What is needed is an exact repeat of the lines from the line containing "positive clicks: (239, 117) (285, 114)" through the final line of the entries below, and nothing else.
(Task data Opens)
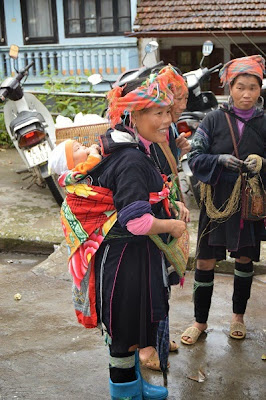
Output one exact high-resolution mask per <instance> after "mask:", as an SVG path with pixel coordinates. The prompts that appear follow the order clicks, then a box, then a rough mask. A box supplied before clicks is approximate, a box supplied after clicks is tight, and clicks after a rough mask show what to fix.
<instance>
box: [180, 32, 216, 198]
mask: <svg viewBox="0 0 266 400" xmlns="http://www.w3.org/2000/svg"><path fill="white" fill-rule="evenodd" d="M212 50H213V44H212V42H211V41H210V40H208V41H206V42H204V44H203V48H202V53H203V57H202V59H201V61H200V68H198V69H197V70H194V71H190V72H187V73H185V74H184V75H183V76H184V78H185V79H186V81H187V85H188V92H189V96H188V102H187V109H186V110H185V111H184V112H183V113H182V115H181V117H180V118H179V120H178V122H177V128H178V131H179V132H189V135H187V136H189V137H188V140H189V141H191V140H192V139H193V136H194V133H195V131H196V129H197V127H198V126H199V124H200V122H201V121H202V119H203V118H204V117H205V115H206V114H207V113H208V112H210V111H212V110H215V109H216V108H218V101H217V99H216V97H215V94H214V93H213V92H211V91H205V92H203V91H201V83H202V82H203V81H204V80H206V79H208V78H209V77H210V75H211V74H212V73H215V72H218V71H219V70H220V69H221V67H222V66H223V64H222V63H219V64H217V65H215V66H214V67H212V68H207V67H205V68H203V67H202V64H203V61H204V58H205V57H206V56H208V55H210V54H211V53H212ZM181 169H182V170H183V172H184V174H185V176H186V182H187V184H188V187H189V189H190V190H191V192H192V193H193V195H194V198H195V200H196V202H197V204H198V205H199V204H200V193H199V185H198V180H197V178H196V177H195V176H194V175H193V173H192V171H191V169H190V168H189V165H188V159H187V155H184V156H183V157H182V159H181Z"/></svg>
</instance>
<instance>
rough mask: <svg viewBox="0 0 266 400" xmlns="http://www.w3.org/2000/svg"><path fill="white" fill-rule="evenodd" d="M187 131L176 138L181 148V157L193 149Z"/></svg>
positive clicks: (182, 133)
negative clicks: (186, 137)
mask: <svg viewBox="0 0 266 400" xmlns="http://www.w3.org/2000/svg"><path fill="white" fill-rule="evenodd" d="M185 134H186V133H185V132H182V133H180V135H179V136H178V138H177V139H176V140H175V143H176V147H178V148H179V149H180V150H181V153H180V158H181V157H183V156H184V155H185V154H187V153H189V152H190V150H191V146H190V143H189V141H188V140H187V139H186V138H185Z"/></svg>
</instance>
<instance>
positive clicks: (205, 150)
mask: <svg viewBox="0 0 266 400" xmlns="http://www.w3.org/2000/svg"><path fill="white" fill-rule="evenodd" d="M211 114H212V116H211V117H212V118H213V117H214V115H213V114H214V113H211ZM212 129H213V126H212V119H211V118H210V116H209V115H207V116H206V117H205V118H204V120H203V121H202V123H201V124H200V125H199V127H198V128H197V130H196V133H195V135H194V138H193V140H192V145H191V152H190V153H188V163H189V166H190V168H191V171H192V172H193V174H194V175H195V176H196V178H197V179H198V180H200V181H202V182H204V183H209V184H215V183H216V181H217V178H218V175H219V172H220V170H221V167H220V166H219V165H218V157H219V155H218V154H211V145H212V134H213V132H212Z"/></svg>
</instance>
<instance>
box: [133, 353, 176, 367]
mask: <svg viewBox="0 0 266 400" xmlns="http://www.w3.org/2000/svg"><path fill="white" fill-rule="evenodd" d="M139 360H140V363H141V365H142V366H143V367H146V368H149V369H152V370H153V371H161V368H160V360H159V356H158V353H157V351H156V349H154V350H153V352H152V353H151V355H150V357H149V358H146V359H144V360H143V359H142V360H141V358H140V359H139ZM169 367H170V364H169V362H168V364H167V368H169Z"/></svg>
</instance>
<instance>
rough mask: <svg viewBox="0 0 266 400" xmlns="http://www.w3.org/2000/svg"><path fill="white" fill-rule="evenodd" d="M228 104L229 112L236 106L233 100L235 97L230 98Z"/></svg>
mask: <svg viewBox="0 0 266 400" xmlns="http://www.w3.org/2000/svg"><path fill="white" fill-rule="evenodd" d="M227 103H228V108H229V110H230V109H231V108H233V106H234V100H233V97H232V96H231V95H229V96H228V99H227Z"/></svg>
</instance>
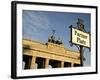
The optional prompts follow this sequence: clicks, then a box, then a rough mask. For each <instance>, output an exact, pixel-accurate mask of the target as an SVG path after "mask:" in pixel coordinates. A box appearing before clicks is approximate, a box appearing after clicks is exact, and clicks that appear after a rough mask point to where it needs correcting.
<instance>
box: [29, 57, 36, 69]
mask: <svg viewBox="0 0 100 80" xmlns="http://www.w3.org/2000/svg"><path fill="white" fill-rule="evenodd" d="M35 61H36V57H32V61H31V67H30V68H31V69H35V68H36V63H35Z"/></svg>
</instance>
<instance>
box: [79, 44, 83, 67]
mask: <svg viewBox="0 0 100 80" xmlns="http://www.w3.org/2000/svg"><path fill="white" fill-rule="evenodd" d="M80 66H83V47H82V46H81V45H80Z"/></svg>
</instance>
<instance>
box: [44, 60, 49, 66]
mask: <svg viewBox="0 0 100 80" xmlns="http://www.w3.org/2000/svg"><path fill="white" fill-rule="evenodd" d="M48 66H49V59H48V58H46V59H45V68H48Z"/></svg>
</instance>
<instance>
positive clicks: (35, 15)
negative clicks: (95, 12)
mask: <svg viewBox="0 0 100 80" xmlns="http://www.w3.org/2000/svg"><path fill="white" fill-rule="evenodd" d="M90 16H91V15H90V14H86V13H68V12H51V11H31V10H23V14H22V25H23V31H22V34H23V38H27V39H31V40H36V41H39V42H42V43H46V42H47V40H48V37H49V36H50V35H51V34H52V30H55V31H56V32H55V37H56V39H58V38H59V37H60V39H61V40H62V42H63V43H64V46H65V48H68V49H71V50H75V51H77V50H78V49H77V47H76V46H73V47H71V46H70V44H69V41H70V28H69V26H70V25H73V27H77V25H76V22H77V19H78V18H81V19H83V20H84V25H85V30H86V31H87V32H90ZM84 57H85V58H86V60H85V61H84V65H86V66H88V65H90V52H89V50H88V49H85V51H84Z"/></svg>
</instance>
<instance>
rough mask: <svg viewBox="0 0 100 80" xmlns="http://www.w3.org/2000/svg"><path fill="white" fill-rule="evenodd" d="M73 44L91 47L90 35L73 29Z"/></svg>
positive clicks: (72, 31)
mask: <svg viewBox="0 0 100 80" xmlns="http://www.w3.org/2000/svg"><path fill="white" fill-rule="evenodd" d="M72 43H74V44H78V45H82V46H85V47H90V34H89V33H86V32H83V31H80V30H78V29H75V28H72Z"/></svg>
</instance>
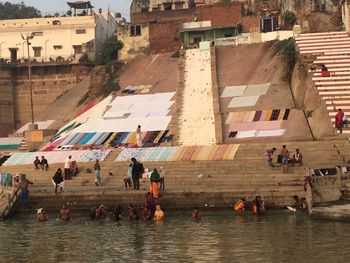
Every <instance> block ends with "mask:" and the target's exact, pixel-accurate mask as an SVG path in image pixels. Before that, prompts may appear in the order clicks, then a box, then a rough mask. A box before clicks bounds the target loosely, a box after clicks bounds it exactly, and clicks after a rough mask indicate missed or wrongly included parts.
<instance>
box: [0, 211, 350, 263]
mask: <svg viewBox="0 0 350 263" xmlns="http://www.w3.org/2000/svg"><path fill="white" fill-rule="evenodd" d="M0 240H1V247H0V261H1V262H348V260H349V253H348V251H349V242H350V224H349V223H344V222H332V221H320V220H311V219H310V218H309V217H308V216H306V215H302V214H293V213H291V212H287V211H272V212H269V213H267V214H266V215H264V216H261V217H256V216H254V215H252V214H250V213H249V212H247V213H246V214H241V215H240V214H236V213H233V212H230V211H226V212H205V213H204V214H203V217H202V219H201V220H200V221H197V222H196V221H193V220H192V219H191V215H190V213H188V212H186V213H185V212H182V213H180V212H177V213H166V220H165V221H164V222H143V221H138V222H129V220H128V219H127V218H124V219H123V220H122V221H121V222H119V223H118V222H114V221H112V220H104V221H94V220H90V219H88V218H87V217H85V216H83V215H79V216H76V217H75V218H73V220H72V221H70V222H59V221H56V220H55V216H54V215H52V216H50V217H49V221H47V222H43V223H39V222H36V221H35V217H34V215H33V216H28V215H26V216H25V215H21V216H17V217H15V218H13V219H9V220H6V221H3V222H0Z"/></svg>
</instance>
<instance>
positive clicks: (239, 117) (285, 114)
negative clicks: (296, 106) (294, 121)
mask: <svg viewBox="0 0 350 263" xmlns="http://www.w3.org/2000/svg"><path fill="white" fill-rule="evenodd" d="M289 114H290V109H275V110H258V111H242V112H230V113H229V115H228V116H227V119H226V121H225V124H226V125H232V124H235V123H245V122H258V121H282V120H284V121H285V120H288V117H289Z"/></svg>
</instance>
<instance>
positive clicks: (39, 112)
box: [0, 64, 92, 125]
mask: <svg viewBox="0 0 350 263" xmlns="http://www.w3.org/2000/svg"><path fill="white" fill-rule="evenodd" d="M91 69H92V67H91V65H69V64H67V65H56V66H54V65H50V66H49V65H43V66H39V65H37V66H33V67H32V89H33V103H34V115H35V116H39V115H41V114H42V113H43V111H44V110H45V109H46V107H47V106H48V105H49V104H51V103H52V102H53V101H55V100H56V99H57V97H59V96H61V95H62V94H63V93H64V92H65V91H67V90H69V89H70V88H71V87H73V85H75V84H76V83H79V82H80V81H81V80H82V79H83V78H85V77H86V76H88V75H89V74H90V71H91ZM12 70H14V73H13V81H14V83H13V84H14V93H13V95H14V102H13V100H12V93H11V92H12V88H11V78H10V67H8V66H4V67H0V76H3V77H4V78H1V81H0V84H1V86H0V98H4V99H6V100H10V99H11V104H9V105H1V103H0V123H10V124H13V120H14V121H15V122H16V123H17V124H18V123H19V124H20V125H23V124H25V123H27V122H29V121H30V118H31V114H30V93H29V86H28V67H27V66H25V65H20V66H17V67H14V68H13V69H12ZM83 95H84V94H82V96H83ZM12 103H13V104H14V115H15V116H14V118H13V116H12V107H13V106H12Z"/></svg>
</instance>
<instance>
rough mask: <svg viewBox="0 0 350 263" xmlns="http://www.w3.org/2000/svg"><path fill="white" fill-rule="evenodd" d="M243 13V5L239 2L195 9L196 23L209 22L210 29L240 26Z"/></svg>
mask: <svg viewBox="0 0 350 263" xmlns="http://www.w3.org/2000/svg"><path fill="white" fill-rule="evenodd" d="M243 12H244V10H243V5H242V4H241V3H239V2H233V3H229V4H220V3H217V4H212V5H202V6H198V7H197V13H198V21H211V25H212V27H220V26H233V25H236V24H240V23H241V20H242V14H243Z"/></svg>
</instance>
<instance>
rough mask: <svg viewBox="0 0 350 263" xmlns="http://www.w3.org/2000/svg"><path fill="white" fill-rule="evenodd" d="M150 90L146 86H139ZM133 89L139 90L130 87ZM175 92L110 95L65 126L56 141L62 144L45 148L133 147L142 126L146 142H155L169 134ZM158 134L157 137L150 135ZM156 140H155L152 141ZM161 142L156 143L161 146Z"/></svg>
(Task data Closes)
> _Solved exercise_
positive clicks: (239, 117) (285, 114)
negative clicks: (296, 106) (294, 121)
mask: <svg viewBox="0 0 350 263" xmlns="http://www.w3.org/2000/svg"><path fill="white" fill-rule="evenodd" d="M289 114H290V109H275V110H258V111H242V112H230V113H229V115H228V116H227V119H226V121H225V124H226V125H232V124H235V123H245V122H258V121H282V120H284V121H285V120H288V117H289Z"/></svg>
</instance>
<instance>
positive clicks: (39, 112)
box: [0, 64, 92, 125]
mask: <svg viewBox="0 0 350 263" xmlns="http://www.w3.org/2000/svg"><path fill="white" fill-rule="evenodd" d="M91 69H92V67H91V65H69V64H67V65H56V66H54V65H50V66H49V65H43V66H39V65H37V66H33V67H32V89H33V103H34V115H35V116H39V115H41V114H42V113H43V111H44V110H45V109H46V107H47V106H48V105H49V104H51V103H52V102H53V101H55V100H56V99H57V97H59V96H61V95H62V94H63V93H64V92H65V91H67V90H69V89H70V88H71V87H73V85H75V84H76V83H79V82H80V81H81V80H82V79H83V78H85V77H86V76H88V75H89V74H90V71H91ZM12 70H14V73H13V81H14V83H13V84H14V93H13V95H14V102H13V100H12V93H11V92H12V88H11V78H10V67H8V66H4V67H0V76H3V77H4V78H1V81H0V84H1V86H0V98H4V99H6V100H10V99H11V104H9V105H1V103H0V123H10V124H13V120H14V121H15V122H16V123H17V124H18V123H19V124H20V125H23V124H25V123H27V122H29V121H30V118H31V114H30V93H29V86H28V67H27V66H25V65H20V66H17V67H14V68H13V69H12ZM83 95H84V94H82V96H83ZM12 103H13V104H14V115H15V116H14V118H13V116H12V107H13V106H12Z"/></svg>
</instance>
<instance>
rough mask: <svg viewBox="0 0 350 263" xmlns="http://www.w3.org/2000/svg"><path fill="white" fill-rule="evenodd" d="M243 13V5L239 2L195 9L196 23L209 22L210 29L240 26Z"/></svg>
mask: <svg viewBox="0 0 350 263" xmlns="http://www.w3.org/2000/svg"><path fill="white" fill-rule="evenodd" d="M243 12H244V10H243V5H242V4H241V3H239V2H233V3H229V4H220V3H217V4H212V5H202V6H198V7H197V13H198V21H211V25H212V27H220V26H233V25H236V24H240V23H241V20H242V14H243Z"/></svg>
</instance>
<instance>
rough mask: <svg viewBox="0 0 350 263" xmlns="http://www.w3.org/2000/svg"><path fill="white" fill-rule="evenodd" d="M150 90L146 86H139ZM133 89L139 90L130 87ZM175 92L110 95L65 126L56 141L62 144L45 148L133 147L142 126L146 142H155L169 134ZM158 134L157 137L150 135ZM156 140H155L152 141ZM161 142L156 143L161 146Z"/></svg>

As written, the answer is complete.